Your task:
Rewrite every line of the records below as a JSON list of strings, one string per line, leaving out blank lines.

Provided data:
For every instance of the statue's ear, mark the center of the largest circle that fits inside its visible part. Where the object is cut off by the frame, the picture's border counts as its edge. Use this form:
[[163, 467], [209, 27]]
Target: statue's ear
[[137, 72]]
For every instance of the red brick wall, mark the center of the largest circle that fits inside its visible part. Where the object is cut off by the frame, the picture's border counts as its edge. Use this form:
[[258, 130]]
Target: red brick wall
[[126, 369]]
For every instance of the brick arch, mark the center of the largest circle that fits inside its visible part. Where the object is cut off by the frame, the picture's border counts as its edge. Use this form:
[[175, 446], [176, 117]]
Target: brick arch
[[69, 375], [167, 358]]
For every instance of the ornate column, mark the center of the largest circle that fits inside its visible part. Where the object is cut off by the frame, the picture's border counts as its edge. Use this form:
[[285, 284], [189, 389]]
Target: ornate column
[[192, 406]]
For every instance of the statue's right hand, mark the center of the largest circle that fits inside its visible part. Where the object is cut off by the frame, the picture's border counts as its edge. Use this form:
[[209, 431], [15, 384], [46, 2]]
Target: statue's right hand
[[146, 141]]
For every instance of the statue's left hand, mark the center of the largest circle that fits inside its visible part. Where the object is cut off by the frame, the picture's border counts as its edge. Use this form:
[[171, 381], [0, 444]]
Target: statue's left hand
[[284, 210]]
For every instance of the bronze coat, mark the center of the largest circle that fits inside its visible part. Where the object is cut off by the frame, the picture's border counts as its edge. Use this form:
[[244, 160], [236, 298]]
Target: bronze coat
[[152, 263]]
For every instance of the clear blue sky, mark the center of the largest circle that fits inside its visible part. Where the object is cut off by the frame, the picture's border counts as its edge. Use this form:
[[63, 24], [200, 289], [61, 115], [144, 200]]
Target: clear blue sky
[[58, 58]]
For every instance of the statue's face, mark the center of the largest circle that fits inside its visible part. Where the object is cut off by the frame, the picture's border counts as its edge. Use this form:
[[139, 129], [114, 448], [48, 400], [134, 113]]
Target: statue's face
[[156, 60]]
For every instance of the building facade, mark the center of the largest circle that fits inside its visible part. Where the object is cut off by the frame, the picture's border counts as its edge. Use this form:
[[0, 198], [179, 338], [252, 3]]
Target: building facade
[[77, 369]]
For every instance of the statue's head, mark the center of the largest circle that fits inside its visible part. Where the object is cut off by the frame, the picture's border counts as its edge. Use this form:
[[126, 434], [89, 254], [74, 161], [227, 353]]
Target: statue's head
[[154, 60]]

Response below:
[
  "For every instance of the statue's ear, mark the center of the largest circle that fits inside its visible part. Where the object is cut off by the frame, the picture's border counts as its edge. Use this form:",
  "[[163, 467], [209, 27]]",
  "Target: statue's ear",
  "[[137, 72]]",
  "For every instance of the red brick wall, mark the center of the largest circle that fits inside its visible part. Where the object is cut off by the frame, the picture's border counts as its edge. Use this form:",
  "[[258, 130]]",
  "Target: red brick wall",
  "[[126, 369]]",
  "For every instance of the brick arch, mark the center of the largest circle that fits inside its visible part. Where the object is cut off by the frame, the picture's border counts as its edge. Use this form:",
  "[[175, 446], [176, 117]]",
  "Target: brick arch",
  "[[69, 375], [167, 358]]",
  "For every instance of the ornate column, mark the center of the largest circle that fits inside its visible part. Where the object is cut off by the frame, the picture's border counts as its edge. Use this form:",
  "[[285, 284], [189, 389]]",
  "Target: ornate column",
  "[[192, 406]]",
  "For every instance of the statue's right hand, mark the center of the largest circle that fits inside its visible part. Where the object is cut off by the frame, the picture's border counts as its edge. Use this form:",
  "[[209, 431], [15, 384], [46, 2]]",
  "Target: statue's right hand",
  "[[146, 141]]",
  "For every instance of the statue's left hand, mark the center of the largest circle that fits inside its visible part. Where the object is cut off by the frame, the picture's border counts as its edge. Use this form:",
  "[[171, 381], [0, 444]]",
  "Target: statue's left hand",
  "[[284, 210]]",
  "For every instance of the bronze coat, mark the center of the largest circle that fits inside its visible part. Where the object is cut off by the frame, the picture's border counts as its edge. Use this form:",
  "[[244, 160], [236, 298]]",
  "Target: bronze coat",
  "[[152, 263]]",
  "For every instance of the clear blue sky, mark the center of the largest circle that fits inside its visible part. Where the object is cut off by the frame, the picture's border counts as its edge. Use this form:",
  "[[63, 24], [200, 289], [61, 115], [144, 200]]",
  "Target: clear blue sky",
  "[[58, 58]]",
  "For every instance of the statue's face, mark the center of the largest circle that fits inside its visible part. Where the object is cut off by the frame, the picture's border counts as its edge. Use this form:",
  "[[139, 129], [114, 448], [48, 400], [134, 113]]",
  "Target: statue's face",
  "[[156, 60]]",
  "For every instance of the building facade, mark the center of the largest circle that fits inside its visible part. Where the object is cut off by the frame, the picture's border counts as its edge. Use this form:",
  "[[0, 198], [179, 338], [252, 3]]",
  "Target: building facade",
  "[[77, 369]]",
  "For every instance of the statue's head, mark the center of the largest circle that fits inside its visible part. Where the object is cut off by the frame, the picture's border counts as its edge. Use this form:",
  "[[126, 434], [89, 254], [74, 161], [227, 353]]",
  "Target: statue's head",
  "[[154, 60]]"
]